Task prompt: The pictures are to be left out, and all remaining data is to be transcribed exactly as it appears.

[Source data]
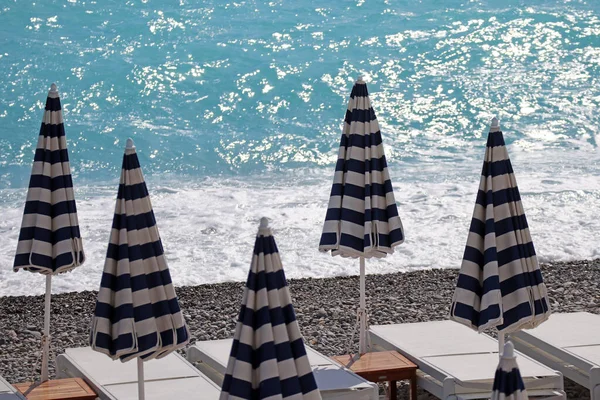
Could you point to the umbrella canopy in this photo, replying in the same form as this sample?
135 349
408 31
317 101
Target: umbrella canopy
362 218
50 241
137 313
508 384
500 283
268 358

Written reply:
Could you point to the umbrella canopy in this photo, replying in the same form as this sample?
135 349
408 31
317 101
Target: umbrella canopy
362 218
50 241
137 313
508 384
500 283
268 358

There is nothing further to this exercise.